PROMPT: Locate every line of the items below that contains the word "wooden" and copy each one. Case counts.

Excerpts of location labeling data
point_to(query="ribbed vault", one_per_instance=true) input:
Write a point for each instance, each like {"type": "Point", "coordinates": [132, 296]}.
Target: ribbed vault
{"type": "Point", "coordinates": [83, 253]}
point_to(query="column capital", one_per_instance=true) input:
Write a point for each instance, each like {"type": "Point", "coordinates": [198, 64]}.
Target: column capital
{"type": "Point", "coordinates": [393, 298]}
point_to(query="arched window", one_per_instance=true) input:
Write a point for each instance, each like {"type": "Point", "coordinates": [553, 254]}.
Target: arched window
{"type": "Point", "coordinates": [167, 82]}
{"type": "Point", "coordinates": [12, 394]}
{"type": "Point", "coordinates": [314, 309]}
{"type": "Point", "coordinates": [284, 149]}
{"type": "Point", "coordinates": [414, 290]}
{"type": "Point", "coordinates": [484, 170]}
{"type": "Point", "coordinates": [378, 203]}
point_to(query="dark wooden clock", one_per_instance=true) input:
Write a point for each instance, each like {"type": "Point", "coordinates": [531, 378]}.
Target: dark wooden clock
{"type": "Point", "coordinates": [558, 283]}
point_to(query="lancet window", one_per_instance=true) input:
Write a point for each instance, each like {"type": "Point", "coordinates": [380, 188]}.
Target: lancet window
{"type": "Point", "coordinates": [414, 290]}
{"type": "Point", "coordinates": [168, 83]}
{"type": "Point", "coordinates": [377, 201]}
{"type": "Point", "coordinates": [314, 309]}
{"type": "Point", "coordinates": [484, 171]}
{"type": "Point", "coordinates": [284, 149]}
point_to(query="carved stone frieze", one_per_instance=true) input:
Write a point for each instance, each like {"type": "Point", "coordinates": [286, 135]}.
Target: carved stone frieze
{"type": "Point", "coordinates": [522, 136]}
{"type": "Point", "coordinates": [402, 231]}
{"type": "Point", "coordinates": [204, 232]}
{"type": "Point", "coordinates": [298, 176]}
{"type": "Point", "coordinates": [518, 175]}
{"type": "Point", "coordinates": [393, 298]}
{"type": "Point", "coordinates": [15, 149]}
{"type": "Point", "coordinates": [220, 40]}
---
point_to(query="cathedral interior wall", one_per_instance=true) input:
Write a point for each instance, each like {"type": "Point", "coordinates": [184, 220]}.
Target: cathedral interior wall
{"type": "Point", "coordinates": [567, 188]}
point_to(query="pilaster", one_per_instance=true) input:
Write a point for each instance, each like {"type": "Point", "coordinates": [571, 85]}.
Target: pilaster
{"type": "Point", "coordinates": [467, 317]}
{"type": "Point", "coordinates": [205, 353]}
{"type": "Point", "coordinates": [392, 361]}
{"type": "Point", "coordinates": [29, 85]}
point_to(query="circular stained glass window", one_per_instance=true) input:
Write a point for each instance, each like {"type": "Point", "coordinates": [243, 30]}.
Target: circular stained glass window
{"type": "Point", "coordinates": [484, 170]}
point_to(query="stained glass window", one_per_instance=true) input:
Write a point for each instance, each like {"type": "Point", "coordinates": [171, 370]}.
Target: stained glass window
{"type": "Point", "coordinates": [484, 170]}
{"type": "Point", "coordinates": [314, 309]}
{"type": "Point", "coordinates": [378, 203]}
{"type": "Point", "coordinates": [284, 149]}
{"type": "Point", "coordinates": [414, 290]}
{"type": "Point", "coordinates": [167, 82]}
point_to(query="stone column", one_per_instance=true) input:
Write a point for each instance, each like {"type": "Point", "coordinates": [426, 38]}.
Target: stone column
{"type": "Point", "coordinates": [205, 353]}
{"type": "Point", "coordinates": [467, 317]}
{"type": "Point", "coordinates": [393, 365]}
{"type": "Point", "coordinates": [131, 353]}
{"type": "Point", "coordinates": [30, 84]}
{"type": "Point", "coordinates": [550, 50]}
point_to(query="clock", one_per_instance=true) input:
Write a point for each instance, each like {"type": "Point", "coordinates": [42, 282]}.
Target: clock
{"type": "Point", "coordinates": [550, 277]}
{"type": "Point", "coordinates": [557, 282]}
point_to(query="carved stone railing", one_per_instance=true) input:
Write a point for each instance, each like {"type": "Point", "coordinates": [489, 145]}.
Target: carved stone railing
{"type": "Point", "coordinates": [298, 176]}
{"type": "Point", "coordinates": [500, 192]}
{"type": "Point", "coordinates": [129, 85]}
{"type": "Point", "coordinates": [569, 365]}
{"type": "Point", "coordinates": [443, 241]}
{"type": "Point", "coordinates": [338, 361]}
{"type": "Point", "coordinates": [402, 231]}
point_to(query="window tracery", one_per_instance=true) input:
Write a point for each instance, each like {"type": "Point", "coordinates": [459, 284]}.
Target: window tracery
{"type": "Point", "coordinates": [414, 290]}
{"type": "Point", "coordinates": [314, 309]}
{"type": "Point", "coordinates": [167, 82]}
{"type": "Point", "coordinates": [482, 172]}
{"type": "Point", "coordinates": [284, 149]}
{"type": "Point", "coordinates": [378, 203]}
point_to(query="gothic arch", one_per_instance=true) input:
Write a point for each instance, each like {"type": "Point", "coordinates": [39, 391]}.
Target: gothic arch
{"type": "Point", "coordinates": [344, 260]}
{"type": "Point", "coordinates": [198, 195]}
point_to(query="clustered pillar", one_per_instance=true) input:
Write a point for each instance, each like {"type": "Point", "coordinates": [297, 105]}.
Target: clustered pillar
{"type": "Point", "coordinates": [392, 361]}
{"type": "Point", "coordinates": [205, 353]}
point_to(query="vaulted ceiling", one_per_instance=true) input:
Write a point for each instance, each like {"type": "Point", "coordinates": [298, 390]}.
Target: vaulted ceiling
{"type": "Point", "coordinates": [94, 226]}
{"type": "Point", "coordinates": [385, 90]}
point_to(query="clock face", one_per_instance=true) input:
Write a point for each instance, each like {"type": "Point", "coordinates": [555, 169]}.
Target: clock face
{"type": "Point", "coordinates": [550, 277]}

RESPONSE FOR THIS EXERCISE:
point_to(query="dark wooden clock", one_per_instance=true) input:
Target: dark wooden clock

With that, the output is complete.